◆ Your task: Rewrite the material below, replacing each "innermost point" with "topmost point" and leaving everything else as it is.

_ _ _ _ _

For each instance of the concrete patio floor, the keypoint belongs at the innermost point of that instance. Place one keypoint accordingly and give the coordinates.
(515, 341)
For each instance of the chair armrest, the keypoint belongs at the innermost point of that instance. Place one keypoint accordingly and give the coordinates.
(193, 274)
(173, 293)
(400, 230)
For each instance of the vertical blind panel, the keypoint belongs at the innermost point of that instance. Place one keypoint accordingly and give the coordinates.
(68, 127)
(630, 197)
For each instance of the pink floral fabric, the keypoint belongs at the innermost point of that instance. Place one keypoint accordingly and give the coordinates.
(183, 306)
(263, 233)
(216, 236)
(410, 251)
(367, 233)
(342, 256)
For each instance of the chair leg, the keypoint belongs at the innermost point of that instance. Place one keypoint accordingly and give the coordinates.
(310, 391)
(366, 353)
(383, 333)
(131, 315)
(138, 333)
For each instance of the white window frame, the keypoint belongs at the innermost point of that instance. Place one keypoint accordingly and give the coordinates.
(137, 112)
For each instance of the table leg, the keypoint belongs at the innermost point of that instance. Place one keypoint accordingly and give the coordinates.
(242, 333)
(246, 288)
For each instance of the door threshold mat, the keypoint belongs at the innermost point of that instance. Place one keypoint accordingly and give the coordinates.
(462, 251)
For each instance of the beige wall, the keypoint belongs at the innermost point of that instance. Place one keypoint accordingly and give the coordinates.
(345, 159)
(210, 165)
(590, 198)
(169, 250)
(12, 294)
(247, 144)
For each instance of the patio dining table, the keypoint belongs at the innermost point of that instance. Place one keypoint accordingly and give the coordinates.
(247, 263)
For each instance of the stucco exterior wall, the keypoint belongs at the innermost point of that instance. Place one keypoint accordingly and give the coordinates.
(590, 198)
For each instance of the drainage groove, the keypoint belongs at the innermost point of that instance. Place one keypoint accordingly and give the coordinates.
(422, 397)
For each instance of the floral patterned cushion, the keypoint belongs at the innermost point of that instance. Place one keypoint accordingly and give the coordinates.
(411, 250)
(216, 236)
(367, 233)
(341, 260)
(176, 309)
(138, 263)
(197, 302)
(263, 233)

_ _ _ _ _

◆ Written answer:
For each instance of the concrete patio floor, the keypoint belongs at the topmost point of that instance. Place one keypoint accordingly and give the coordinates.
(515, 341)
For each instance of the chair armrest, the keypoint belongs at the topmost point of that instance. Place one keypoint accordingly and give the coordinates.
(193, 274)
(173, 293)
(400, 230)
For each instance of the vertical blind panel, the keypoint belongs at the topmost point of that instance. Place one keypoint accordingly and give the coordinates.
(68, 127)
(630, 197)
For each instance of the pink floral fabric, the keypoint belongs at the topmost point of that instance. Place one keypoint accordingly and give the coordinates.
(183, 306)
(263, 233)
(216, 236)
(410, 251)
(367, 233)
(342, 256)
For each instance of the chair leg, the keypoint belongs at the topmost point of that instance. Place one keypoint accordingly and give the coordinates.
(310, 391)
(366, 353)
(383, 333)
(131, 315)
(138, 333)
For each instance of the white window frame, the keypoint belongs at the topmost point of that instance. Place one keypoint accordingly and give the coordinates.
(137, 112)
For each instance of the table leg, the keypoint belongs at the topmost point of that instance. Place one keypoint accordingly and give the coordinates.
(242, 333)
(246, 288)
For each instance of the door threshold mat, the keypoint belongs at the topmost point of that instance. Place one keypoint accordingly and give the coordinates.
(462, 251)
For each instance of the beige wall, the keypoint belongs at the topmost point of that instance. Place one keypoint accordingly and give the coordinates.
(345, 159)
(210, 165)
(590, 198)
(169, 250)
(12, 294)
(247, 144)
For each instance of the patio dining table, the keypoint belongs at the topmost point of that instance. Place one keypoint accordingly and give the coordinates.
(247, 263)
For each instance of the stucco exterior wall, the keypoint belongs at the topmost point of that instance. Place one keypoint accordingly and give the coordinates.
(590, 198)
For each instance of the drainage groove, the keypoint belongs at the topmost point of that instance. Place one keypoint accordingly and give the coordinates.
(422, 397)
For each instance of the floral patterned cushion, the keypoint belongs at the topmost point of that instance. Place one keypoint accordingly and give the coordinates.
(411, 250)
(216, 236)
(367, 233)
(341, 260)
(176, 309)
(138, 263)
(197, 302)
(263, 233)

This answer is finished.